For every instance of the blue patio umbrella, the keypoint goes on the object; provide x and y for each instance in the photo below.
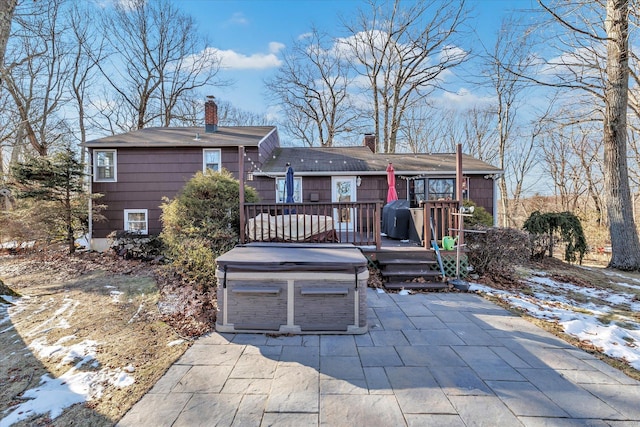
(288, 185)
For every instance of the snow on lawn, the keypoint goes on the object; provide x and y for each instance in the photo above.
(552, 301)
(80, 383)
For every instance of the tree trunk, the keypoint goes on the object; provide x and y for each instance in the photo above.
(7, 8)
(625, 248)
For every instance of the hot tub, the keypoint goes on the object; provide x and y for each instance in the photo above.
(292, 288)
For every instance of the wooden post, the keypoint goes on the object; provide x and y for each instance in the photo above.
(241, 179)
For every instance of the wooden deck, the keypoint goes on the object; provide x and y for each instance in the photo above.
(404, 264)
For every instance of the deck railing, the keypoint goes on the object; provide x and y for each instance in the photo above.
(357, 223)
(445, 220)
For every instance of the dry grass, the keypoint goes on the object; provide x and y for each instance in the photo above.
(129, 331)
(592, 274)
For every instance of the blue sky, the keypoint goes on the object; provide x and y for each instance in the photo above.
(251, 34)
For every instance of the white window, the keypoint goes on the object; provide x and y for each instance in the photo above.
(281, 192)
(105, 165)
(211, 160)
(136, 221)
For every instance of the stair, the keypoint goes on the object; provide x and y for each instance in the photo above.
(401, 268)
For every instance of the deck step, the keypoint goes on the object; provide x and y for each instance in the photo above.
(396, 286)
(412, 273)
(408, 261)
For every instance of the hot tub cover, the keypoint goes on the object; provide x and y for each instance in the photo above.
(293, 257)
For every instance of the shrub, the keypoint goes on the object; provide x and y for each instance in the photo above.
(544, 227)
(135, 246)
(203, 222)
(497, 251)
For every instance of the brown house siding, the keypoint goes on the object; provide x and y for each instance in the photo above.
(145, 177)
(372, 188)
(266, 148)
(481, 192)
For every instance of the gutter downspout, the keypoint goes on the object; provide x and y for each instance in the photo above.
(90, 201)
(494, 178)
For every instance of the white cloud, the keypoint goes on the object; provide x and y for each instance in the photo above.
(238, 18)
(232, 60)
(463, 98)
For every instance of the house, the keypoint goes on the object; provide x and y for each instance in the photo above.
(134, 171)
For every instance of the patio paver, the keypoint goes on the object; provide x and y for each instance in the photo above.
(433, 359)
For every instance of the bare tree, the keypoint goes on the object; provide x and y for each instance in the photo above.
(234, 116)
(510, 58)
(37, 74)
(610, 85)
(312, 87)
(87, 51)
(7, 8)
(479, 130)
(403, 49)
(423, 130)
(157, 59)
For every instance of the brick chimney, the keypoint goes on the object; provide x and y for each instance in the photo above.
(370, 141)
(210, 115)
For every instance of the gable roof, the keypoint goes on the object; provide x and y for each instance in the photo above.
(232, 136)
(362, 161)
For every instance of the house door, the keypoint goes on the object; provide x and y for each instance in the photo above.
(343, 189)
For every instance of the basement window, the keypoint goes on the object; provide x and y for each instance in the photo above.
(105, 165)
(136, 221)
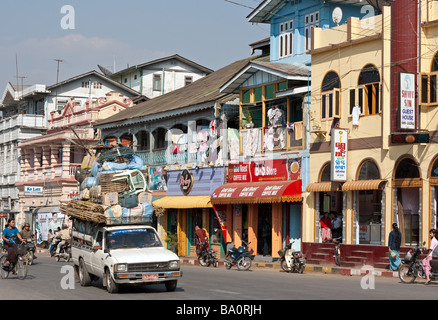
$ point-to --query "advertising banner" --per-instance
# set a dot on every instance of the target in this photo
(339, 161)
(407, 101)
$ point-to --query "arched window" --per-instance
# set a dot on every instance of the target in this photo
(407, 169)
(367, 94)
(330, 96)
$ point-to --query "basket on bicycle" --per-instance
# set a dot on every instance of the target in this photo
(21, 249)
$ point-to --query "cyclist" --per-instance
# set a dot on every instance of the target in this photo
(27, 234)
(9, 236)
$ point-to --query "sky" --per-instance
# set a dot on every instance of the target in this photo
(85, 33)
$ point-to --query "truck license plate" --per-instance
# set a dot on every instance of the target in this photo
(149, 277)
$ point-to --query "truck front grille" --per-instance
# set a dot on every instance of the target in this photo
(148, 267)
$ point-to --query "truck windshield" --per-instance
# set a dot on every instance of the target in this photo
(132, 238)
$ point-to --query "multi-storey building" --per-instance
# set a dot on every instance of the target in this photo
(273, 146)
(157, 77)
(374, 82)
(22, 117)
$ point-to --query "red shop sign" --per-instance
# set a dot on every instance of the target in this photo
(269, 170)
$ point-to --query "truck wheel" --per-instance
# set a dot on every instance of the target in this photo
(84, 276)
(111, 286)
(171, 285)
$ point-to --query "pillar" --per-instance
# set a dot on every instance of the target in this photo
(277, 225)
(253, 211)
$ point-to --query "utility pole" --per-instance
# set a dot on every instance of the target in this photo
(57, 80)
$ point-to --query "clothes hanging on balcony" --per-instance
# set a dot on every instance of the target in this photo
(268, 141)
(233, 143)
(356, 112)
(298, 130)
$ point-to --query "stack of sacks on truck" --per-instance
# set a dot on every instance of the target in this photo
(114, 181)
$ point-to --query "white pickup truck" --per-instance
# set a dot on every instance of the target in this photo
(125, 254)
******************************
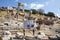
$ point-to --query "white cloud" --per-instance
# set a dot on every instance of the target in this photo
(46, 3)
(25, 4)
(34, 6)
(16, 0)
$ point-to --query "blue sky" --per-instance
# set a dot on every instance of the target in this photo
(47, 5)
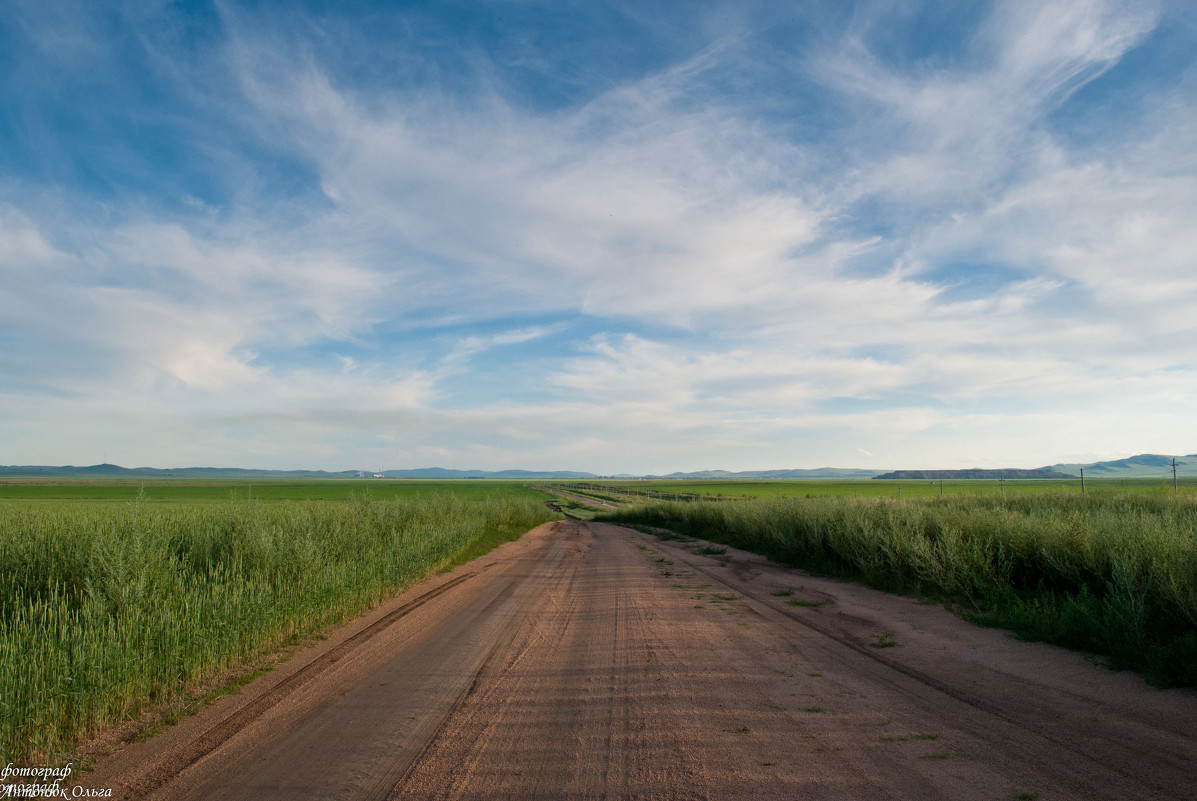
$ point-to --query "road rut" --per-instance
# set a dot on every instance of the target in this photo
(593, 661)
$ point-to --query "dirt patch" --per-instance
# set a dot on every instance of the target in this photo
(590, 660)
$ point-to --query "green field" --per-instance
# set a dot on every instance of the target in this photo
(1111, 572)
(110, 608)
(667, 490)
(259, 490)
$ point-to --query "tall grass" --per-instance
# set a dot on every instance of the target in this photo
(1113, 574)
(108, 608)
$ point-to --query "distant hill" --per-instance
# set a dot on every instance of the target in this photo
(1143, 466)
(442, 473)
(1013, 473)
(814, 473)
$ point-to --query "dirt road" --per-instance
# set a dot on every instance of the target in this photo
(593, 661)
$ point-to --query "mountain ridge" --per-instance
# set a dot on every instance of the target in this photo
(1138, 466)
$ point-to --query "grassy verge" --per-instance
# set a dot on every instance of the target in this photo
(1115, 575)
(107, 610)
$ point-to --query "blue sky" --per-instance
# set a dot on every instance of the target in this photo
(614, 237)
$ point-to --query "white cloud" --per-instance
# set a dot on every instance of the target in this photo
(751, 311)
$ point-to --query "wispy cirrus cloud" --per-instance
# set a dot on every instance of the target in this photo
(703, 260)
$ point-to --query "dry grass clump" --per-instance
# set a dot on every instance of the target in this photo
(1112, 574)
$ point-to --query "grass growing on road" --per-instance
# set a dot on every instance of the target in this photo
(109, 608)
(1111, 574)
******************************
» **Action item**
Which lines of the entries above contain the string "road"? Copy each one.

» **Task solution**
$ point-to --query "road rut" --per-instance
$ point-to --query "dirt road" --per-instance
$ point-to --query "grass growing on road" --per-instance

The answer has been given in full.